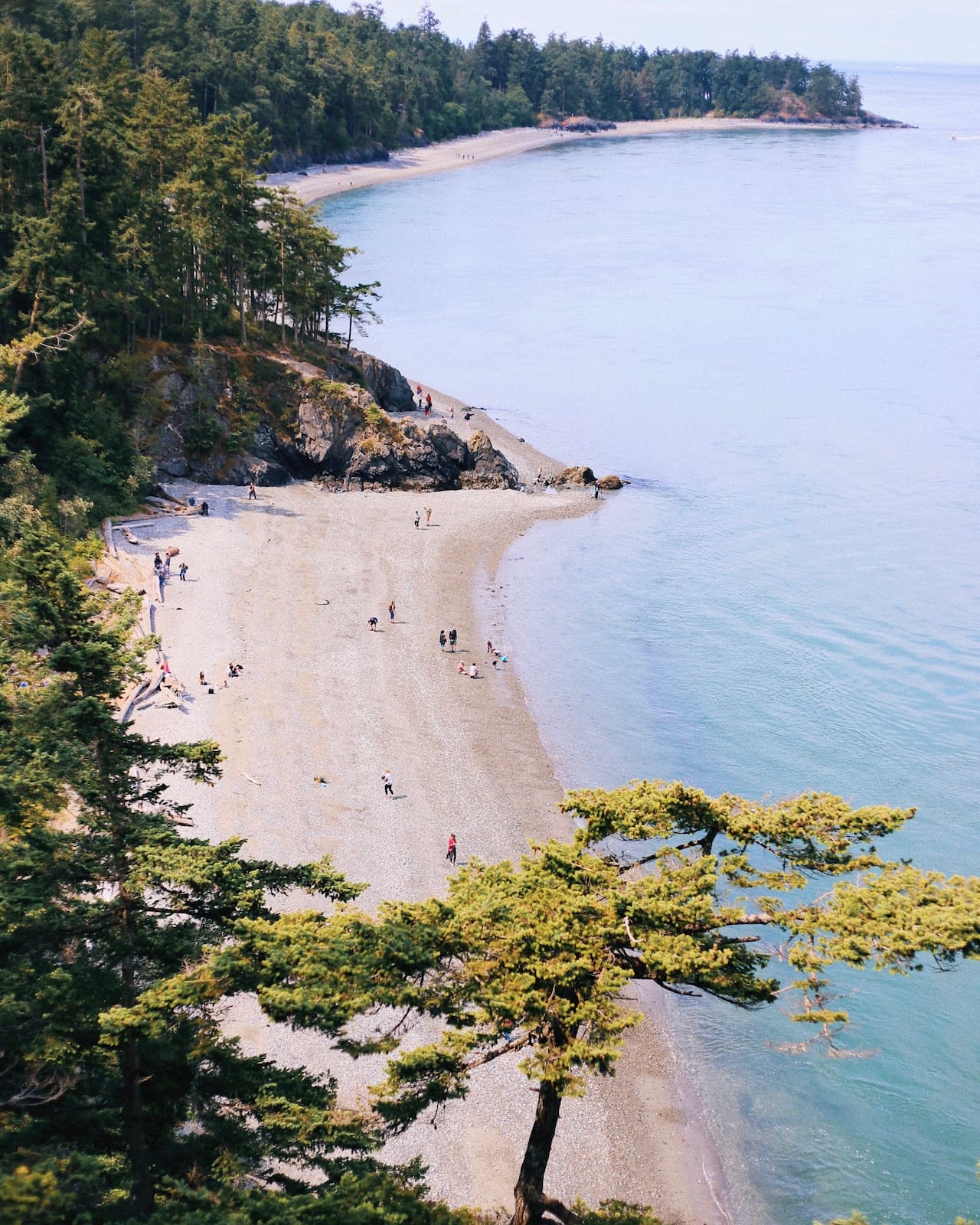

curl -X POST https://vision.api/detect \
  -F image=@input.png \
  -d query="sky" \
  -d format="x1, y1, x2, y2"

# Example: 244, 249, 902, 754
364, 0, 980, 65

◆ EXERCISE INSTRUCTIONS
Write out the whole listing above again, requests included, with every bounding box coordinate in the answers multiplied by 1.65 and rounded to a whole number, halves rounded up. Keep all other numbers as they are, and leave the pictures out.

◆ WRITTEN SOLUTION
curl -X POST https://vision.api/detect \
  -F image=@input.png \
  -d query="sky" \
  -d format="x1, y1, x2, y2"

# Example: 244, 249, 902, 754
601, 0, 1617, 107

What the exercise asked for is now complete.